> **Exercise brief**:
Return, unchanged, the lines from the one containing "of the blue" through the end of the entries, both included.

-- Start of Given data --

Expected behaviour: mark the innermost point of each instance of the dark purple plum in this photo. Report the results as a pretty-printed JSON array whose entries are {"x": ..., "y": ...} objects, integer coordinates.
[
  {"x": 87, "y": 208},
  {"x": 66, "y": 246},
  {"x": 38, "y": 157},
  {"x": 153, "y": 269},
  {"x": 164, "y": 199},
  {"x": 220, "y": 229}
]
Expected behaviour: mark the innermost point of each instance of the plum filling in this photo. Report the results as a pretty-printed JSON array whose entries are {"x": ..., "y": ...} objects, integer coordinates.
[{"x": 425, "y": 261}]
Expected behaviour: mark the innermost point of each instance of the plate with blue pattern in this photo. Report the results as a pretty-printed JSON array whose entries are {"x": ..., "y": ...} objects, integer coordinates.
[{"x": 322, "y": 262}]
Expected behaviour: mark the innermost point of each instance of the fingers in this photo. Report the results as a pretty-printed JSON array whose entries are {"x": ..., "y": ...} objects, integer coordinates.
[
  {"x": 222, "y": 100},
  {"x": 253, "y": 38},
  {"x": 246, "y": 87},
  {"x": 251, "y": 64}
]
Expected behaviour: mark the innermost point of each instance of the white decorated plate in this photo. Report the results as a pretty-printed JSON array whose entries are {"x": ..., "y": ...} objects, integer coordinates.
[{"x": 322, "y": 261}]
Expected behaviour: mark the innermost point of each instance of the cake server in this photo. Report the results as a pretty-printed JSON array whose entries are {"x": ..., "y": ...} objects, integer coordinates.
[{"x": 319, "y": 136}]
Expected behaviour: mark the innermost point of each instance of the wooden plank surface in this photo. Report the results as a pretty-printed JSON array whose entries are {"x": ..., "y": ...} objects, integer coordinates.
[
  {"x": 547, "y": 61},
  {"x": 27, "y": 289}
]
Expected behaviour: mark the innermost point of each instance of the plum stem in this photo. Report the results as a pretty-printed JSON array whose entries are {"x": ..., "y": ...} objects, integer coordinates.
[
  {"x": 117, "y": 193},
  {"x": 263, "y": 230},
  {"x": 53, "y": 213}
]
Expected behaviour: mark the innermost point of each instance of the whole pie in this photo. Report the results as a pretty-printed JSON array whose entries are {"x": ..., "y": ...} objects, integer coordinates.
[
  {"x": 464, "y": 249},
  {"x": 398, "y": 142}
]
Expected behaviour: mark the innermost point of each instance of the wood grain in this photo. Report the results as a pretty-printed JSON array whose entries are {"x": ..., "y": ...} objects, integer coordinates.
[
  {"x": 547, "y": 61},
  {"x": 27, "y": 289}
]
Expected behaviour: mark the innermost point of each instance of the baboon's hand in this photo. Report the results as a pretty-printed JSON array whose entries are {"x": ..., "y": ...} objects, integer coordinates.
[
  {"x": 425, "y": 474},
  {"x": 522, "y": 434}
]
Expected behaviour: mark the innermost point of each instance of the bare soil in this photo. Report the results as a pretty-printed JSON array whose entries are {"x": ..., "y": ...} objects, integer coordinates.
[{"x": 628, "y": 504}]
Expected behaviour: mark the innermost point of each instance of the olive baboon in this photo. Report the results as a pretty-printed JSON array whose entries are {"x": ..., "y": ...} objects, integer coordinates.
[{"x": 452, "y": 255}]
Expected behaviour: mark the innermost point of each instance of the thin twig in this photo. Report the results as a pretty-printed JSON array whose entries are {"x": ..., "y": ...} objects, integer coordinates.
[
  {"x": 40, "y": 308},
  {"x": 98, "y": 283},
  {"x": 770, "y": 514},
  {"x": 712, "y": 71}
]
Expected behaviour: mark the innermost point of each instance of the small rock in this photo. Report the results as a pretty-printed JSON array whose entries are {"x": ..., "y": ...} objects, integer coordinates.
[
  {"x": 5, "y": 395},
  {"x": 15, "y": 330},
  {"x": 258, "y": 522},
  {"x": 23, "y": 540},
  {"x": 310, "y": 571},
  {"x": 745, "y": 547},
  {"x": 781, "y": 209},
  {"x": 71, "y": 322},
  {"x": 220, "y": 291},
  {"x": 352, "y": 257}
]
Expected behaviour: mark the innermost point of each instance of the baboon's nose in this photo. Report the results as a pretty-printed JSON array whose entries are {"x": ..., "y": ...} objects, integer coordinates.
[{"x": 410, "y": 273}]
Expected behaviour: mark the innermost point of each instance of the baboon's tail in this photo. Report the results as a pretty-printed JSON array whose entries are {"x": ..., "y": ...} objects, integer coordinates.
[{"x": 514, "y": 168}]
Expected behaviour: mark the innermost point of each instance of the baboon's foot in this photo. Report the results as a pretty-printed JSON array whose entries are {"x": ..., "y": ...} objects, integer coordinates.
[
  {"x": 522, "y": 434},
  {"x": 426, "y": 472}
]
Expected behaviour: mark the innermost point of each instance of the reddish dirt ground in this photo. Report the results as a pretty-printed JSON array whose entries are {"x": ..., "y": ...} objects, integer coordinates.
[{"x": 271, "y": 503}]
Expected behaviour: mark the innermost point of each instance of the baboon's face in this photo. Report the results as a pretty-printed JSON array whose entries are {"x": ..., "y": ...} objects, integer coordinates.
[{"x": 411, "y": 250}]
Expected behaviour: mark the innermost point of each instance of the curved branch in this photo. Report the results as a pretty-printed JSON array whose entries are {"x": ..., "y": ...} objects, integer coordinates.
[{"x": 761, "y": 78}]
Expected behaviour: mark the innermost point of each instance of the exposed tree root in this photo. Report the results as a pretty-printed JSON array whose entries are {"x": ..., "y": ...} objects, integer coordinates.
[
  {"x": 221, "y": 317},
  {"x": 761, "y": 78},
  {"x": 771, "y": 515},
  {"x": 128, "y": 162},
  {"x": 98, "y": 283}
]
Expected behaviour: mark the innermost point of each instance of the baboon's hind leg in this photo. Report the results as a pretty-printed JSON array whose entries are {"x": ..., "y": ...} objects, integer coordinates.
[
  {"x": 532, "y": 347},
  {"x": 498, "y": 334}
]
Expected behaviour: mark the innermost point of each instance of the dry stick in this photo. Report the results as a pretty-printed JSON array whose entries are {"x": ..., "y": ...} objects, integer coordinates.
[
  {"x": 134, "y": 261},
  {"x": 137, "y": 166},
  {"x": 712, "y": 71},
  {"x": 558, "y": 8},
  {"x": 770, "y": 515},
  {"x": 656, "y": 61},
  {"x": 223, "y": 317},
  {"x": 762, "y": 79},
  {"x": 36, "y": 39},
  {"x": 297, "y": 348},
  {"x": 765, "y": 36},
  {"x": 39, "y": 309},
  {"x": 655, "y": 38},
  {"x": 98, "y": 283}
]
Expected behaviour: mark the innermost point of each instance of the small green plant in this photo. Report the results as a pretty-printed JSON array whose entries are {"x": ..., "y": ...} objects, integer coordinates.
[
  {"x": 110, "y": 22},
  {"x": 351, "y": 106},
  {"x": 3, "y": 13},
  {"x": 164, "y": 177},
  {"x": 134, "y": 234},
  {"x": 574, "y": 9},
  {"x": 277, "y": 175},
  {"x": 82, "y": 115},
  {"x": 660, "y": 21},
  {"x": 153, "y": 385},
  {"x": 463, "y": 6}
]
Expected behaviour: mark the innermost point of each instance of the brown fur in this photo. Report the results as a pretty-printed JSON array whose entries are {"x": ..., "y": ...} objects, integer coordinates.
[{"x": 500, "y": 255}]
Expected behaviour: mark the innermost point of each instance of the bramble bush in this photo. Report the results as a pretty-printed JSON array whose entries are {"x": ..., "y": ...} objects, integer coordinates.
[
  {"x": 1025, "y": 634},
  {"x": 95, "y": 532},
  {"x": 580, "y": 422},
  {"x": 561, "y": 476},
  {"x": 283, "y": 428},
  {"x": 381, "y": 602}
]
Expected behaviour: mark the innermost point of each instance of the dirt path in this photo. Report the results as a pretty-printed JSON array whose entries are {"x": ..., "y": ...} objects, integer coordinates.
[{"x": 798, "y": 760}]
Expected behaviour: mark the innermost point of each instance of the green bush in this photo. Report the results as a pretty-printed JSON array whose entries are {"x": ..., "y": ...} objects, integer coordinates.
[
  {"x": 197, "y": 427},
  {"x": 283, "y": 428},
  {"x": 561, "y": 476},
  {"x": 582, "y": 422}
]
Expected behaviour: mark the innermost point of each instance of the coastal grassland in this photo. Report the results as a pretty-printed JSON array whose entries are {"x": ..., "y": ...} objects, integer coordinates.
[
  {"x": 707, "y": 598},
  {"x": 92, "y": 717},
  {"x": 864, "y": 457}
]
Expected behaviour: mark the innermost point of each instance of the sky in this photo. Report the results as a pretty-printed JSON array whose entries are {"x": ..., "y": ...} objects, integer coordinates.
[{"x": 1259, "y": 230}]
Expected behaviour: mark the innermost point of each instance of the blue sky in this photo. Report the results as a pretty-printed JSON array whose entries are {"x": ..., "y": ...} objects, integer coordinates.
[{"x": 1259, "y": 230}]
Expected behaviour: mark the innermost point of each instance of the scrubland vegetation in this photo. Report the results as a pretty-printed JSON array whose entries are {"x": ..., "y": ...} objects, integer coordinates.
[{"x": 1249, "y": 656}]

-- End of Given data --

> **Expected answer**:
Expected behaviour: mark the innermost point of each instance of the blue sky in this photo. Report the results as a pretty-printed JSON array whose entries are {"x": ..., "y": ...} objects, integer coordinates.
[{"x": 1259, "y": 230}]
Expected behaviour: mark the innermost point of each instance of the scrubland vegetation in this photo. Report the results as a pretty-printed JSON array whose entries are {"x": ..., "y": ...} objects, integer coordinates.
[{"x": 1249, "y": 656}]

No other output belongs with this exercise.